[Image point grounding data]
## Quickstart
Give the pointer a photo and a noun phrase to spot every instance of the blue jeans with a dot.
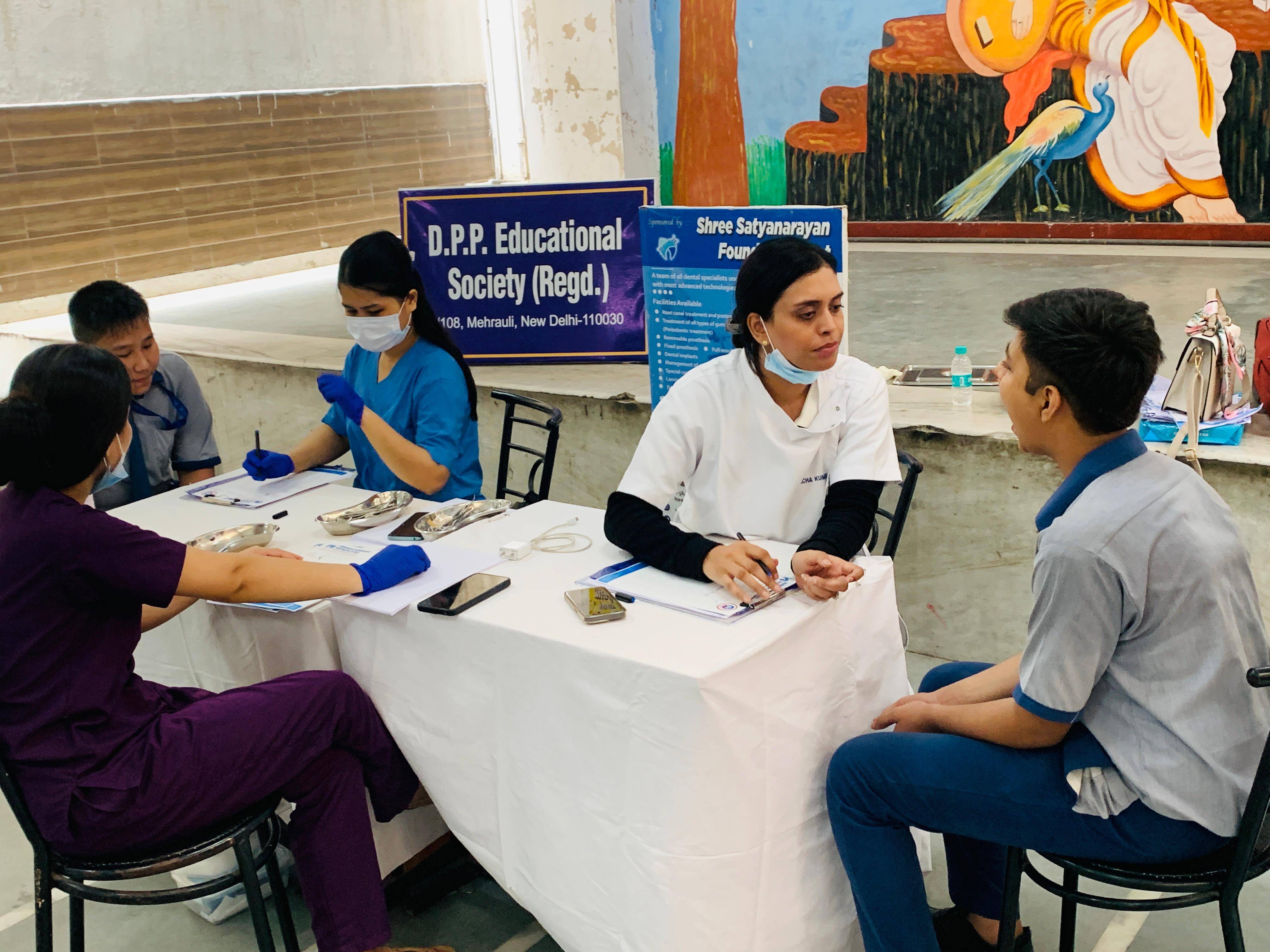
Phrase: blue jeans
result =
(983, 798)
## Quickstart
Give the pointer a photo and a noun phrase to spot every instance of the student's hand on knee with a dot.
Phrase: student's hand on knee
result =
(741, 567)
(822, 575)
(912, 714)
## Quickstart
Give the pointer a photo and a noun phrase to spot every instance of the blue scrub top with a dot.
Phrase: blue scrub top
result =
(425, 399)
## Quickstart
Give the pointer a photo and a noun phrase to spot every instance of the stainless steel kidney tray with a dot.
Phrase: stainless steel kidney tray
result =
(376, 511)
(441, 522)
(235, 539)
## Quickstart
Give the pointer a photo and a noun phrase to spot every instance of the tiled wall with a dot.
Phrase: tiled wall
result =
(145, 188)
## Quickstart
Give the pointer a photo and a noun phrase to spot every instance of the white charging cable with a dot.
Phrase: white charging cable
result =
(562, 542)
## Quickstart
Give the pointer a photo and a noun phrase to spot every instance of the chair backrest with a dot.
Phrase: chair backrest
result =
(18, 804)
(1254, 837)
(912, 470)
(539, 480)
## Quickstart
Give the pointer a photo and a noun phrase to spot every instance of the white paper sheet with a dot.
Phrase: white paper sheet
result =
(450, 565)
(242, 492)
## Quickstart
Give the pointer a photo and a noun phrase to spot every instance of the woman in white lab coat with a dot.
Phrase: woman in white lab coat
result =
(785, 440)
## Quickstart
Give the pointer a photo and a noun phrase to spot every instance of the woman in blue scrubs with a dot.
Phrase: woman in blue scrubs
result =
(406, 403)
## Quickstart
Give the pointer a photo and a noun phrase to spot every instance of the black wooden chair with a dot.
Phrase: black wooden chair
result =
(72, 875)
(544, 460)
(907, 488)
(1217, 878)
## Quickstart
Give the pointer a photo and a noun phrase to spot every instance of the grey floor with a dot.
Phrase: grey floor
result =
(482, 918)
(907, 303)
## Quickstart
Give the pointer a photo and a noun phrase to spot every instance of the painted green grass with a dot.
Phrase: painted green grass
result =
(667, 173)
(765, 158)
(766, 161)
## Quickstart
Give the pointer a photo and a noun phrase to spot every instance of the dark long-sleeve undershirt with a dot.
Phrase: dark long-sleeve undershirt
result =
(846, 520)
(643, 530)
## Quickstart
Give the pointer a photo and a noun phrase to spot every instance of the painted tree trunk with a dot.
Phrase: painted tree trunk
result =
(710, 136)
(825, 161)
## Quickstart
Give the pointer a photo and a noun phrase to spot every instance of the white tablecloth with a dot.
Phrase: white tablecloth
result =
(653, 785)
(218, 648)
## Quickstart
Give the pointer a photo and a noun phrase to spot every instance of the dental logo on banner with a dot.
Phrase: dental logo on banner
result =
(691, 258)
(534, 273)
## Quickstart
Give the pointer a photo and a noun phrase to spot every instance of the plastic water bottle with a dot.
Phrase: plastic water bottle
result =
(962, 377)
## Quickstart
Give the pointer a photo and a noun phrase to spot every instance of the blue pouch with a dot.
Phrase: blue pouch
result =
(1228, 436)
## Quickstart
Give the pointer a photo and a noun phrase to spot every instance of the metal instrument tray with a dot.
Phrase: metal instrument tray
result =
(376, 511)
(451, 518)
(921, 376)
(237, 539)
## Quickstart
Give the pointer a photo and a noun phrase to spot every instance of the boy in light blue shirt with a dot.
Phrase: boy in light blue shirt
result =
(1124, 730)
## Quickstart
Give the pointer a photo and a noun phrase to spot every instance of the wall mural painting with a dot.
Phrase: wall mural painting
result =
(971, 111)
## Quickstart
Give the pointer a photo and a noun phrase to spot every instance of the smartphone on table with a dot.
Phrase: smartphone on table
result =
(463, 596)
(407, 530)
(596, 605)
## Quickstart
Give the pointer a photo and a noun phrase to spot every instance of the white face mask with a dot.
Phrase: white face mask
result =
(112, 475)
(379, 334)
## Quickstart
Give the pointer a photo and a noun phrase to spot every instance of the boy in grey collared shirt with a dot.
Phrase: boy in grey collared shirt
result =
(172, 423)
(1124, 730)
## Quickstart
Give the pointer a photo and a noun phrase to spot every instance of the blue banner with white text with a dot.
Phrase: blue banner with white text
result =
(691, 258)
(534, 273)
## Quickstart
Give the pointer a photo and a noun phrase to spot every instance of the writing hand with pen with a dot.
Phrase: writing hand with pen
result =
(748, 572)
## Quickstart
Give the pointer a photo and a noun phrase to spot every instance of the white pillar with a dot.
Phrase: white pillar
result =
(582, 64)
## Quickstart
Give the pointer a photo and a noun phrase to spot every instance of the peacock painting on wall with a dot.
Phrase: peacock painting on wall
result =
(971, 111)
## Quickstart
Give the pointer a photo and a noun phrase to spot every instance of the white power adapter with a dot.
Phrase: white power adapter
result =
(516, 551)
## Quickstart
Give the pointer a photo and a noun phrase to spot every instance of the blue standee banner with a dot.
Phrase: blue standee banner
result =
(534, 273)
(691, 258)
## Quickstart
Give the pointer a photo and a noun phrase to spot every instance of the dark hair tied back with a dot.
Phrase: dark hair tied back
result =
(764, 277)
(381, 263)
(65, 407)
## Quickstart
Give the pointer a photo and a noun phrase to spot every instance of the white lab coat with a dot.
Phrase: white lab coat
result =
(745, 466)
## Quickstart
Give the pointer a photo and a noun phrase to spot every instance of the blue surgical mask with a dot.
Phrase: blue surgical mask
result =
(776, 364)
(379, 334)
(112, 477)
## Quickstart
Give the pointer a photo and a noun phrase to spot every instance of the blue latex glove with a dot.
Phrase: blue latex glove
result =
(340, 391)
(395, 564)
(267, 465)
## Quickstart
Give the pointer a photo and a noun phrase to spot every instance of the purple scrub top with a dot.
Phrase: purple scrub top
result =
(73, 714)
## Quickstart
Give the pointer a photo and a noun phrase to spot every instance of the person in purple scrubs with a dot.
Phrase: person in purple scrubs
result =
(108, 762)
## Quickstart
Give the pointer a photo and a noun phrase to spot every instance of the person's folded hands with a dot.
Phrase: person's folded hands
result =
(822, 575)
(914, 714)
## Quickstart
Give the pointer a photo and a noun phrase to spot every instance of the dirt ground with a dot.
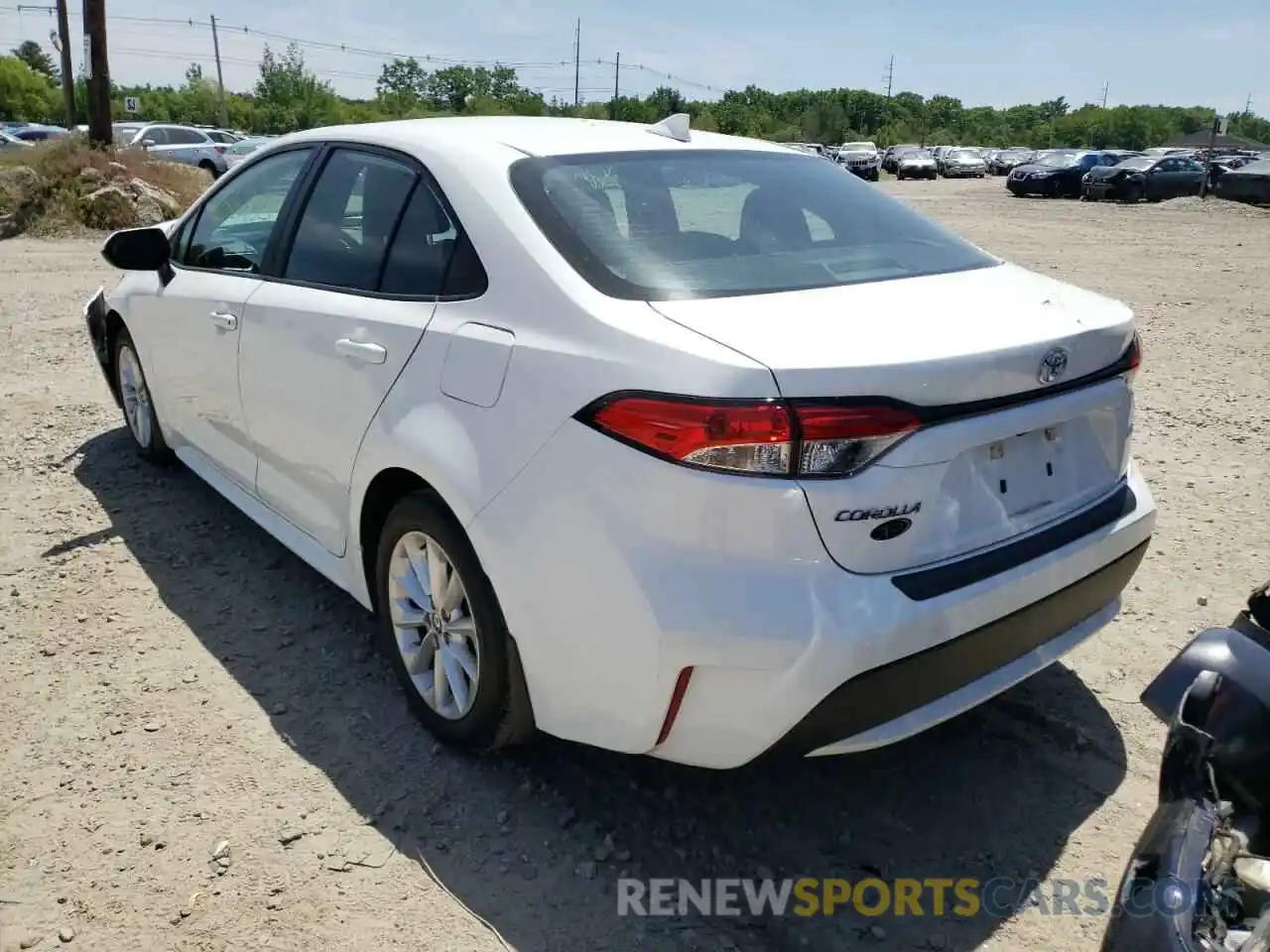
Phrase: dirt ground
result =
(172, 680)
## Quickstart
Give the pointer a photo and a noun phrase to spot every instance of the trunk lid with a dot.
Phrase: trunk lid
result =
(983, 474)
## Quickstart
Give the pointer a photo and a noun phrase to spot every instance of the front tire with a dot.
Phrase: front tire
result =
(139, 412)
(443, 630)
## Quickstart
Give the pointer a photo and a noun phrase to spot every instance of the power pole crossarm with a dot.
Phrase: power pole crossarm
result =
(220, 76)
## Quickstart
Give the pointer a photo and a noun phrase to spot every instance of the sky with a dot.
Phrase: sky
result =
(984, 53)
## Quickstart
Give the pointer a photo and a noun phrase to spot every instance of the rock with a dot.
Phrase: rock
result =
(108, 208)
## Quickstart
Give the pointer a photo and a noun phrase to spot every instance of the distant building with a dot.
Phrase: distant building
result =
(1199, 140)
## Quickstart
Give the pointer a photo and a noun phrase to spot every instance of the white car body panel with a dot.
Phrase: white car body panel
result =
(751, 581)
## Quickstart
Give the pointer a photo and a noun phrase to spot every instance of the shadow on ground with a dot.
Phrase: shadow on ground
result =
(553, 825)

Task directions:
Produce a word-for-word copy of the records, omitting all images.

Output for this task:
## Quickstart
Give the pointer a photo and a noun phrase to spot every instance of the blue jeans with a dot.
Phrase: blue jeans
result =
(983, 798)
## Quickstart
Give the pointer a photo and a noun phrase to spot every instance of the student's hand on knee with a dot.
Phrase: student's hand on knee
result =
(741, 567)
(822, 575)
(912, 714)
## Quickstart
Give the pointer a photo and a noun phrase to spot every instance of the blue scrub top with a dot.
Phrase: blue scrub top
result =
(425, 399)
## Quickstart
Give the pointer a photo and a noun phrase to spot every instance of the stainless steel kidney tray with a dot.
Phrase: stainless steel kidney tray
result =
(376, 511)
(441, 522)
(235, 539)
## Quickstart
Give the pointer a photo and a noun phrase to spot every instance of the tiled wall with a dot.
Phrase: tiled wall
result =
(145, 188)
## Quickstart
Give the pointer a photo and a noun phrase to spot every instance of the white charging cable with a dot.
Phrase: white charging cable
result =
(562, 542)
## Quickstart
Give the pointer a photo and a noun phrase to spot every instance of the chair backrest with a dot.
Phrase: chair backrest
result =
(18, 804)
(1254, 837)
(912, 470)
(539, 480)
## Quickstart
Give the pointer a photo and a noun phrase to spot every instance of the white paper sheet with a dot.
Phrase: white paper sheet
result =
(450, 565)
(242, 492)
## Quickstart
Give the pointer a photo and a noun phrase to spot every instance of the woman in white lab coat with a dot.
Phrase: woman in white lab coat
result =
(785, 440)
## Quickstart
Give the pointer a photo and a noun phrase to spot every instance of the woman in blue scrubs with a dot.
Phrase: woman in blue scrubs
result =
(406, 403)
## Quickstart
Give the pointer a photo and a noun phrase to spot every instance of the black wooden chair with a dot.
Phrase: black wooden chair
result =
(72, 875)
(544, 460)
(907, 488)
(1217, 878)
## Quickstart
Give the pointer a photo and a noun phrase to spot every instance of the grey floor with a dot.
Phrase: grey floor
result =
(482, 918)
(907, 303)
## Quickstart
Give the pointer a photo and a noun phrase to spot every instance of the painted green grass with a dot.
Phrase: painted green grass
result =
(667, 173)
(765, 158)
(766, 161)
## Quickstart
Give the pointer a photo and a noun phrase to spot every instance of the dark long-sleeve undershirt with a dot.
Phrase: dark long-sleeve undershirt
result =
(846, 520)
(643, 530)
## Quickstart
Give the pointer a photo and a noun phrase to spot every instance of the painted tree trunk with a dot.
Phrase: painted tree trunk
result =
(710, 136)
(825, 161)
## Quickstart
Give the pointer a photo and a noun phrase to spot every instance of the white tablecloth with a dot.
Phrase: white tablecloth
result =
(653, 785)
(218, 648)
## Quickstart
Give the pointer a photo and a noun phrase to spot every instance of the dental logo on banner with a dot.
Phrase: dental logo on banner
result =
(691, 258)
(534, 273)
## Quickstart
Give the pointer a photo and a noun phrase to spot every instance of the plastic water bottle with a dot.
Phrase: plastic water bottle
result =
(962, 377)
## Quickstart
Give the pointer a photo and a noun phrase to spot every instance of the blue pouch with a dot.
Phrase: blue pouch
result =
(1228, 436)
## Quickstart
Give the pointer a photo and a noun phrase to spot every instance of the metal instrument tray with a dot.
Phrase: metal instrument tray
result =
(376, 511)
(451, 518)
(921, 376)
(237, 539)
## Quickstart
Give the pointer a photo and a noun phrase to spot every instance of the boy in light blue shirt with a dot.
Phrase: boy in light blue shirt
result =
(1124, 730)
## Quickstart
Give the pointer a photo and a noun phrase to spot every instance of the wall mural painting with a dot.
Phrase: wall mural painting
result =
(971, 111)
## Quickstart
Give the pointer a photo and a noun phrase to spot every instance of the smartphone on table with a dot.
Phrase: smartphone on table
result =
(463, 596)
(407, 530)
(596, 605)
## Quickstart
Give the pointer a photo and a noun phrase to spot every instance of the white face mask with a dot.
Phrase: white face mask
result =
(112, 475)
(379, 334)
## Quickstart
Give the pointer a photo and a noun phrase to spot every instance of the boy in grey collared shirt with a dot.
Phrase: boy in grey collared shirt
result =
(172, 423)
(1124, 730)
## Quickstart
Give the pointer a photo and a noun phrase to spot every instance of the blue banner with white text with a dot.
Phrase: blue banner with white text
result =
(691, 258)
(534, 273)
## Quickstart
Give the pointer a photo and a noun phrase to spot every instance of the writing hand with pen with a dot.
Phrase: writing hand with pen
result =
(748, 572)
## Quickstart
Give the pointer a photo and a noun phrase to spot every instance of the white pillar with a dot.
Phrase: white pillar
result =
(582, 64)
## Quickstart
Give the pointer a photo and a noun phrase to spot every instance of the peacock painting on wall with a dot.
Phrase: peacock painting on wall
result =
(971, 111)
## Quickstart
Give the pointer a photo and a noun phrase to spot every instance of the white power adapter with a dot.
Phrase: white power adapter
result =
(516, 551)
## Quickstart
Give the pointer a photo and a noun phrase to spot every instance of the blue standee banner with a dot.
Phrase: blue standee banner
result =
(534, 273)
(691, 258)
## Quickstart
Give the pointer a photo and a noun phrase to spot every instance of the dark hair tied back with a dot.
Phrase: dark hair tied back
result =
(764, 277)
(381, 263)
(65, 407)
## Quickstart
Give the pointer a photo and a noun phrase to spot every instance of the white lab coat with a dot.
Phrase: white lab coat
result =
(745, 466)
## Quickstart
Give the pointer a photo and a noun phrase to spot every instance of the blue surgical mask with a dot.
Phrase: blue surgical mask
result =
(776, 364)
(379, 334)
(112, 477)
## Quickstart
Give the pointer a photo and a noun phrase to spot every instance of the blue latex glove with a dot.
Phrase: blue latex glove
result =
(340, 391)
(395, 564)
(267, 465)
## Quickstart
Give the pointer a photo and a noun phrase to spot every instance of the purple scrub top with a dot.
Phrase: purple scrub top
result =
(73, 714)
## Quickstart
Give the pointer a photo and a noun phrase to spot every instance of the person in purple scrubs with a dot.
Phrase: person in purple scrubs
result =
(108, 762)
## Quickstart
Give the pointer a photo and a noun phrase to spot every instance of the person's folded hands with a dot.
Phrase: person's folded hands
result =
(822, 575)
(914, 714)
## Quickstart
Give the pointer a photo and a noun phrase to spot every instance of the dirt ground with a dot.
Phrase: dirt ground
result =
(172, 680)
## Quickstart
Give the pointer a photo and a noun phrase to spot every instance of the trunk lid with a dot.
Phrase: trunk lid
result =
(983, 474)
## Quickstart
Give the pointer a photo and a noun phrase to spot every instance of the front tire with a dot.
Phrase: front tire
result =
(139, 412)
(443, 630)
## Quickstart
Give the pointer a photo and a noun phrase to spot every instance of the power pole crossarm with a dot.
Phrase: power pole crossarm
result =
(220, 76)
## Quickstart
Give the pointer a photo and a noun phrase to spot every instance of the sky with a dot.
Phrase: sky
result =
(984, 53)
## Quickstart
Give the pointer a photo and a noun phrase to spot every instance of the rock with a dot.
Phrase: rock
result =
(108, 208)
## Quickstart
Give the pointer a photo and a noun phrase to spot every instance of the distant building with a dot.
Phrase: distant building
result =
(1199, 140)
## Quickstart
Give the pointer a photo and a noun phrase to spot every instance of the white car body panel with a dot.
Phrase: white car body panel
result =
(751, 581)
## Quickstart
Give the pointer a photo and a noun phrase to spot every instance of the shadow on ground with a dot.
Phrase: shadow on ground
result =
(553, 825)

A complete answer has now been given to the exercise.